┌─ RECORDS PROVIDED
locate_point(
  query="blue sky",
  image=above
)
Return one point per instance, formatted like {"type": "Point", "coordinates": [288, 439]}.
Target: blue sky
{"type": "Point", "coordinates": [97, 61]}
└─
TASK STATEMENT
Write out the item above again, switching each "blue sky" to "clear sky" and keeping every other line unchanged.

WRITTEN REPLY
locate_point(
  query="clear sky",
  image=above
)
Return one point per instance, formatted like {"type": "Point", "coordinates": [288, 439]}.
Target: clear sky
{"type": "Point", "coordinates": [97, 61]}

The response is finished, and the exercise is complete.